Point localization data
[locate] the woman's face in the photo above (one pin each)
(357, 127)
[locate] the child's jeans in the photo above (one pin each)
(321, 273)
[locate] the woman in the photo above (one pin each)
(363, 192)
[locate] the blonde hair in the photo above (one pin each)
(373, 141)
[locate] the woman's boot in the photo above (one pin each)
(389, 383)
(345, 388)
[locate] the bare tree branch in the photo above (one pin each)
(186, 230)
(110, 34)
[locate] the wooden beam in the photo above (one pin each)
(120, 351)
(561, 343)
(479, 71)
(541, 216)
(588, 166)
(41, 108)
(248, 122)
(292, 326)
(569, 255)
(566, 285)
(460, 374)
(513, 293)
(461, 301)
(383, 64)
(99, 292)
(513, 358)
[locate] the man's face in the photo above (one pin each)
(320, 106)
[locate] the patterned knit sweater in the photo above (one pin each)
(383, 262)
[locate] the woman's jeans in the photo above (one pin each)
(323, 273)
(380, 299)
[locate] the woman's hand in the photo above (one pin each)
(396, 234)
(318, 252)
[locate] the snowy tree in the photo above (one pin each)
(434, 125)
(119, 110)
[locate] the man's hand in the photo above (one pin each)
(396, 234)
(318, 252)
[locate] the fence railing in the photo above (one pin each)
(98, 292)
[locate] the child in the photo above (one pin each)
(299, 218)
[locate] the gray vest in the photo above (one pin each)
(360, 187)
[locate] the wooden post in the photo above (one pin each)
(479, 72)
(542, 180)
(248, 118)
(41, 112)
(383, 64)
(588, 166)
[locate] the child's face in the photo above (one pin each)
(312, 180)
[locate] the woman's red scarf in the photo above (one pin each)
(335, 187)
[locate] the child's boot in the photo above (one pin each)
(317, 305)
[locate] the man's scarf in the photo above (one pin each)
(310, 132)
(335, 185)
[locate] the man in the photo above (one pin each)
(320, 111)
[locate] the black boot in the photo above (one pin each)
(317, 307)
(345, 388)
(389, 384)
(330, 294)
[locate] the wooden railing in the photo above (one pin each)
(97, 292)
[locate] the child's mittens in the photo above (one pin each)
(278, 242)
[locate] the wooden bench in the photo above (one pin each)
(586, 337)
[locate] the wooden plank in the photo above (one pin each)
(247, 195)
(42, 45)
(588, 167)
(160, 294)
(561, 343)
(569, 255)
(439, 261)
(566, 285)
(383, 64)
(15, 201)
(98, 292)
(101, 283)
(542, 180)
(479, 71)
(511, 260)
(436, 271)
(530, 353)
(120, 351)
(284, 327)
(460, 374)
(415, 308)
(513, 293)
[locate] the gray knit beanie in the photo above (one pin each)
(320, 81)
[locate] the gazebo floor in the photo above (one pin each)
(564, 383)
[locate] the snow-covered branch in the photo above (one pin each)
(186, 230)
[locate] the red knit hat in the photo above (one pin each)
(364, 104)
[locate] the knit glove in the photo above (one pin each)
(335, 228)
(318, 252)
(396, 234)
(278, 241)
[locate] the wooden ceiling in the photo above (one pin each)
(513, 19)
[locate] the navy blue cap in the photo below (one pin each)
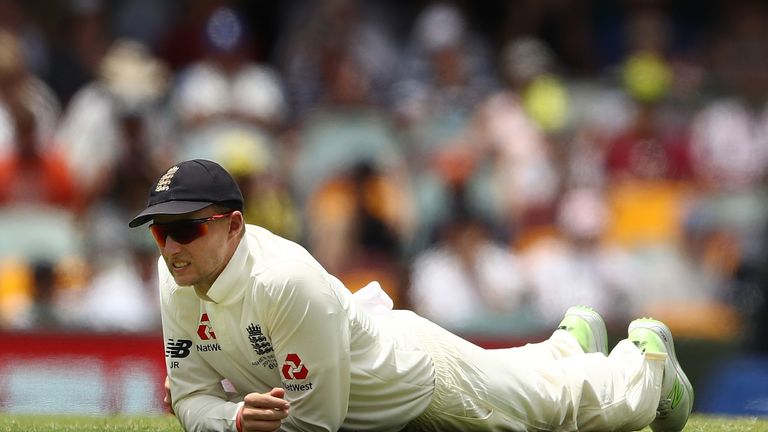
(190, 186)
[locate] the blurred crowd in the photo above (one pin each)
(489, 163)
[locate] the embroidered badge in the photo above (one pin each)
(259, 342)
(165, 181)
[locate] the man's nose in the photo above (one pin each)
(171, 246)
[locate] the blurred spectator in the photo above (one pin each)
(524, 163)
(253, 159)
(577, 266)
(445, 71)
(226, 84)
(19, 86)
(122, 296)
(80, 41)
(730, 134)
(42, 313)
(346, 128)
(117, 123)
(468, 277)
(356, 224)
(15, 18)
(311, 30)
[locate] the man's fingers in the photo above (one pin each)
(260, 426)
(265, 414)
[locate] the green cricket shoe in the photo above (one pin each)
(588, 327)
(677, 393)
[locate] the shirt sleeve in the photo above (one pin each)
(197, 395)
(310, 335)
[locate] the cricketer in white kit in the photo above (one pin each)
(272, 317)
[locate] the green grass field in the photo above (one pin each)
(14, 423)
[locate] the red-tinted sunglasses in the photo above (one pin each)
(183, 231)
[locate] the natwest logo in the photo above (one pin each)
(204, 330)
(293, 369)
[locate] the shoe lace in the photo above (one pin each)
(668, 404)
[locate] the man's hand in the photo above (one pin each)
(263, 412)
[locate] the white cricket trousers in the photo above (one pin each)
(548, 386)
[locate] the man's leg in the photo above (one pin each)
(676, 391)
(582, 330)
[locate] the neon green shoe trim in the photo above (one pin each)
(587, 327)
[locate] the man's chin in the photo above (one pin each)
(183, 281)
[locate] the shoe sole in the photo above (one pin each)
(596, 323)
(662, 330)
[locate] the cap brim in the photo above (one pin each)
(167, 208)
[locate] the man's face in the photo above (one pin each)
(199, 262)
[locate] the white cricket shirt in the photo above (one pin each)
(276, 318)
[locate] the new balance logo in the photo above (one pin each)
(177, 348)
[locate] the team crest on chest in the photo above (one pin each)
(165, 181)
(261, 346)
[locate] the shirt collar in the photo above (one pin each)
(228, 287)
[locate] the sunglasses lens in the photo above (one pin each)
(181, 232)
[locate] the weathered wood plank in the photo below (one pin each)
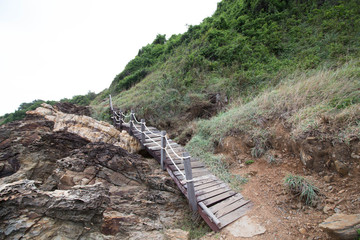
(208, 184)
(225, 203)
(234, 215)
(212, 194)
(228, 209)
(218, 198)
(196, 164)
(206, 180)
(220, 186)
(194, 171)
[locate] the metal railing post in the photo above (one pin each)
(131, 122)
(143, 132)
(163, 153)
(189, 182)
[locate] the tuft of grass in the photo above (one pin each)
(302, 188)
(271, 159)
(201, 148)
(195, 226)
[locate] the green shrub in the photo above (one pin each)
(302, 188)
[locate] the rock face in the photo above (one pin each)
(59, 180)
(83, 126)
(342, 226)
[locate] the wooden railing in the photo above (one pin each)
(119, 119)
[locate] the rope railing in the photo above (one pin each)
(166, 149)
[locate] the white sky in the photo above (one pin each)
(52, 49)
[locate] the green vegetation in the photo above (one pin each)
(83, 100)
(302, 188)
(289, 61)
(20, 113)
(248, 162)
(244, 48)
(195, 227)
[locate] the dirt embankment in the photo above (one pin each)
(58, 180)
(332, 166)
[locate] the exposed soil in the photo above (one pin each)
(282, 214)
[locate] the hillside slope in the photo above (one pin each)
(244, 48)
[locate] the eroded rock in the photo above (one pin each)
(69, 186)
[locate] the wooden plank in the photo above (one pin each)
(218, 198)
(225, 203)
(150, 144)
(234, 215)
(199, 179)
(195, 175)
(206, 218)
(196, 164)
(217, 187)
(204, 181)
(156, 139)
(194, 171)
(212, 194)
(208, 184)
(228, 209)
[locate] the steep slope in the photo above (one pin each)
(245, 47)
(64, 176)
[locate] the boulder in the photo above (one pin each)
(176, 234)
(342, 226)
(341, 168)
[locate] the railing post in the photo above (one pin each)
(120, 119)
(143, 132)
(110, 102)
(163, 153)
(131, 122)
(189, 183)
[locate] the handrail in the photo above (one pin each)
(168, 148)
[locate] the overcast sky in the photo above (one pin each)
(52, 49)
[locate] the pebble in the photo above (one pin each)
(302, 231)
(327, 209)
(328, 179)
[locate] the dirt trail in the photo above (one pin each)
(282, 214)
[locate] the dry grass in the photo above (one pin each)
(303, 101)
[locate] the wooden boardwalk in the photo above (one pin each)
(217, 204)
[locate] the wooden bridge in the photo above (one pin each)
(216, 203)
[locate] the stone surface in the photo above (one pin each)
(328, 179)
(245, 227)
(59, 179)
(85, 127)
(341, 168)
(342, 226)
(176, 234)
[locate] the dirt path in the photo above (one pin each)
(284, 216)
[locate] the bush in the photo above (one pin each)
(302, 188)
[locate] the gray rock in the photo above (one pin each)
(245, 227)
(342, 226)
(341, 168)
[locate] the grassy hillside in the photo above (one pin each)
(244, 48)
(20, 113)
(250, 66)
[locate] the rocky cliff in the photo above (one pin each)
(68, 176)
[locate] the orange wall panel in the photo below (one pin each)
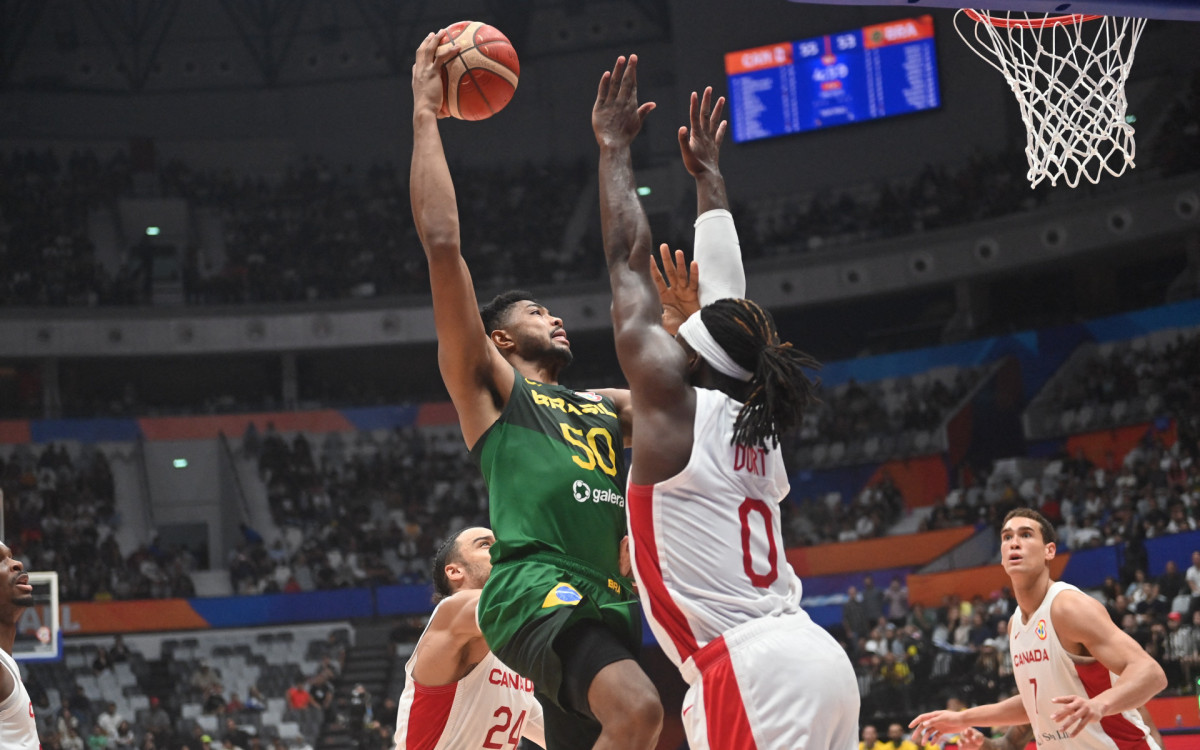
(875, 553)
(930, 588)
(145, 616)
(922, 481)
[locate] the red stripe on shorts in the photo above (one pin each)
(429, 714)
(725, 712)
(1127, 736)
(663, 609)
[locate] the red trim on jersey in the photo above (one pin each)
(725, 713)
(1097, 678)
(663, 609)
(429, 714)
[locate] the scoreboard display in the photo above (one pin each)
(877, 71)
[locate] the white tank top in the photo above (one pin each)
(18, 730)
(1044, 670)
(491, 707)
(707, 546)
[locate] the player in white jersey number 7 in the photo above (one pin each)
(1080, 678)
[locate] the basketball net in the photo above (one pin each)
(1068, 75)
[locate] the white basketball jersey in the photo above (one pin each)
(706, 544)
(18, 730)
(1044, 670)
(491, 707)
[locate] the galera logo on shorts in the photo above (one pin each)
(582, 492)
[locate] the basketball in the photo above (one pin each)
(483, 77)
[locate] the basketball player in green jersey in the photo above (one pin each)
(557, 607)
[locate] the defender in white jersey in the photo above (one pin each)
(457, 695)
(707, 478)
(1080, 678)
(18, 729)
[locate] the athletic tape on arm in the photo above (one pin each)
(719, 256)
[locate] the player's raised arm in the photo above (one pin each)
(441, 654)
(478, 378)
(718, 251)
(653, 364)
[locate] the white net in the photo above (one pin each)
(1068, 75)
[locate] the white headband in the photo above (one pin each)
(697, 336)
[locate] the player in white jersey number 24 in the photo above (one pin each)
(457, 695)
(1080, 678)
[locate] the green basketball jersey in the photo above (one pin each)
(555, 466)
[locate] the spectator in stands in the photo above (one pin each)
(298, 697)
(71, 739)
(873, 600)
(1170, 585)
(897, 603)
(119, 652)
(97, 738)
(237, 735)
(157, 720)
(255, 700)
(214, 701)
(205, 677)
(109, 720)
(322, 691)
(124, 739)
(1193, 579)
(1189, 657)
(102, 661)
(853, 615)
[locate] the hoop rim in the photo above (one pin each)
(1027, 23)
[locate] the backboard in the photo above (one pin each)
(39, 636)
(1167, 10)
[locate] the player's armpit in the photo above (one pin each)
(1085, 628)
(624, 405)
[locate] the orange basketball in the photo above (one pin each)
(483, 77)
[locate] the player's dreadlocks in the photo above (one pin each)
(781, 390)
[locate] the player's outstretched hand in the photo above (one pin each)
(1077, 713)
(971, 739)
(936, 724)
(678, 291)
(431, 55)
(617, 117)
(700, 143)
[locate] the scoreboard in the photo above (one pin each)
(873, 72)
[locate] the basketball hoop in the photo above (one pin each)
(1068, 75)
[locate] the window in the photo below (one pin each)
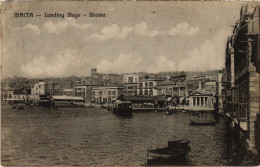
(114, 92)
(130, 79)
(150, 84)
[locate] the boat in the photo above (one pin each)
(168, 153)
(203, 122)
(20, 107)
(97, 106)
(122, 108)
(178, 143)
(168, 112)
(55, 107)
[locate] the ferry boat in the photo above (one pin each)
(122, 108)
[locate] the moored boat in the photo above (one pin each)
(168, 153)
(203, 122)
(178, 143)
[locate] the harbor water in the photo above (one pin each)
(92, 136)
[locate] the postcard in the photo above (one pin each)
(130, 83)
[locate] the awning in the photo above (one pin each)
(169, 99)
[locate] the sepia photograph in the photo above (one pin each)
(130, 83)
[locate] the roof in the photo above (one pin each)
(201, 93)
(120, 102)
(144, 98)
(67, 98)
(68, 90)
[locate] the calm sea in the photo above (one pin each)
(89, 136)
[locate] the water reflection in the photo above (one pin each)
(88, 136)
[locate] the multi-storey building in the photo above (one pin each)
(130, 82)
(148, 87)
(241, 80)
(38, 88)
(106, 94)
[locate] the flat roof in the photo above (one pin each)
(67, 98)
(106, 87)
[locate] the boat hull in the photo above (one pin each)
(178, 144)
(203, 122)
(168, 153)
(123, 112)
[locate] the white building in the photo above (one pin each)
(38, 88)
(106, 94)
(130, 84)
(148, 87)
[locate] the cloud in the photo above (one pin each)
(59, 27)
(126, 63)
(57, 65)
(184, 29)
(55, 27)
(210, 55)
(34, 28)
(113, 31)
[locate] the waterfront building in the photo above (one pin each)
(219, 89)
(241, 81)
(67, 101)
(104, 94)
(130, 82)
(148, 87)
(68, 92)
(38, 88)
(202, 100)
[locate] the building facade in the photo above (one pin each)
(241, 82)
(106, 94)
(148, 87)
(38, 88)
(130, 82)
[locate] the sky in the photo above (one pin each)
(133, 37)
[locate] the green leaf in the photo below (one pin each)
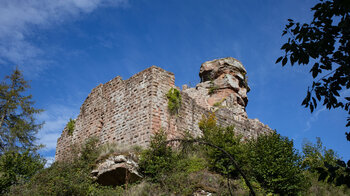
(279, 59)
(284, 62)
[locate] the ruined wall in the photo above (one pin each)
(128, 112)
(121, 111)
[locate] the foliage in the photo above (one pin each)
(67, 178)
(338, 173)
(174, 100)
(70, 126)
(326, 40)
(17, 122)
(316, 154)
(178, 171)
(158, 159)
(226, 139)
(18, 167)
(323, 188)
(276, 165)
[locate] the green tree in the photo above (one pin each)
(324, 43)
(16, 167)
(316, 154)
(17, 123)
(276, 165)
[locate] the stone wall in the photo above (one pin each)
(128, 112)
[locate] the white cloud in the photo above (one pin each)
(19, 18)
(49, 161)
(55, 117)
(313, 118)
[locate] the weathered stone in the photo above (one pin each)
(128, 112)
(211, 70)
(117, 170)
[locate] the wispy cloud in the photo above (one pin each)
(55, 117)
(313, 118)
(20, 18)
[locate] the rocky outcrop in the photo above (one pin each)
(223, 84)
(117, 170)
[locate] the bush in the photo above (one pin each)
(226, 139)
(174, 100)
(276, 165)
(158, 159)
(316, 154)
(70, 126)
(67, 178)
(16, 167)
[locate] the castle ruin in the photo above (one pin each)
(128, 112)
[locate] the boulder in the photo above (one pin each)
(211, 70)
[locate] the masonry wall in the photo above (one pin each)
(120, 111)
(128, 112)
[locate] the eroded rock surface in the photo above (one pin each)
(223, 84)
(117, 170)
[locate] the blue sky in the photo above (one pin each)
(68, 47)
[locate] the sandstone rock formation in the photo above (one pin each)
(128, 112)
(223, 84)
(117, 170)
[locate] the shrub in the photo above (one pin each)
(174, 100)
(226, 139)
(276, 165)
(316, 154)
(16, 167)
(70, 126)
(67, 178)
(158, 159)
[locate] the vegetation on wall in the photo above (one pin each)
(212, 88)
(71, 126)
(174, 100)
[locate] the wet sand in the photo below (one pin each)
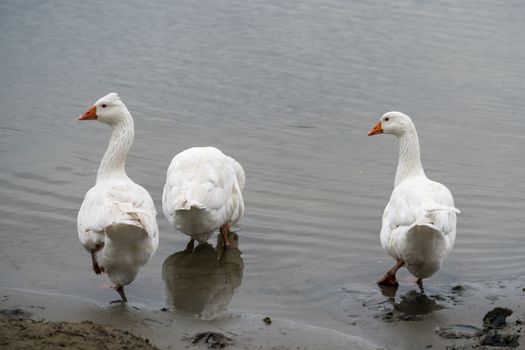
(170, 329)
(462, 316)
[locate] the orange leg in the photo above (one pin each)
(389, 279)
(189, 246)
(120, 291)
(225, 229)
(96, 267)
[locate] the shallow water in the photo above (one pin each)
(290, 91)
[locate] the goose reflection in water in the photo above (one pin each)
(202, 280)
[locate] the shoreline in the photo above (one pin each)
(171, 329)
(450, 317)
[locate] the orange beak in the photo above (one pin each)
(377, 129)
(89, 114)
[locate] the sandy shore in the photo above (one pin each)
(467, 316)
(164, 329)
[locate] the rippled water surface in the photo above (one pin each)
(290, 90)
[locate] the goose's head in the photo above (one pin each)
(108, 109)
(395, 123)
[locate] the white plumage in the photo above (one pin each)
(203, 192)
(419, 221)
(117, 220)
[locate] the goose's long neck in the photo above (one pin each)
(114, 160)
(409, 163)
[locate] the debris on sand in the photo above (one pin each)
(19, 333)
(508, 341)
(494, 322)
(214, 340)
(496, 318)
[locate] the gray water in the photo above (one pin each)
(289, 89)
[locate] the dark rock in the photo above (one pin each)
(213, 339)
(496, 318)
(510, 340)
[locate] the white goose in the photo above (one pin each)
(117, 220)
(419, 221)
(203, 193)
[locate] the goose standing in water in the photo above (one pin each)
(203, 193)
(419, 221)
(117, 221)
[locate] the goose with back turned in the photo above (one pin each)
(117, 220)
(203, 193)
(419, 222)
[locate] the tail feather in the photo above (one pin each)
(188, 205)
(432, 207)
(125, 233)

*Task to complete:* Only the lines from the one containing "[locate] the orange beak" to the end of the data should be printed, exactly as they stand.

*Problem solution:*
[locate] the orange beak in the photo above (one pin each)
(377, 129)
(89, 114)
[locate] the sandy shore in the photo above (one pin each)
(467, 316)
(164, 329)
[locate] the rippled water surface in the photo above (one pin each)
(290, 90)
[locate] the goose's head in the photo above (one pin each)
(108, 109)
(395, 123)
[locate] the white plumage in the photo above (one pin each)
(203, 192)
(419, 221)
(117, 220)
[locate] the goose's long neck in the photo above (one pin each)
(114, 160)
(409, 163)
[locate] the debris on sand in the photo above (one pin each)
(19, 333)
(508, 341)
(494, 322)
(214, 340)
(496, 318)
[locate] the gray water in the photo above (one pin each)
(289, 89)
[locate] the dark rock in the photo above (one pin each)
(213, 339)
(496, 318)
(510, 340)
[locate] the white goose in the photo above (one pin each)
(117, 220)
(419, 221)
(203, 193)
[locate] the goose standing in water in the photo above (one pin each)
(203, 193)
(419, 221)
(117, 221)
[locate] the goose with back turned in the photo above (one pin each)
(117, 220)
(203, 193)
(419, 222)
[locate] the tail feather in the photo above (one pin each)
(188, 205)
(432, 207)
(125, 233)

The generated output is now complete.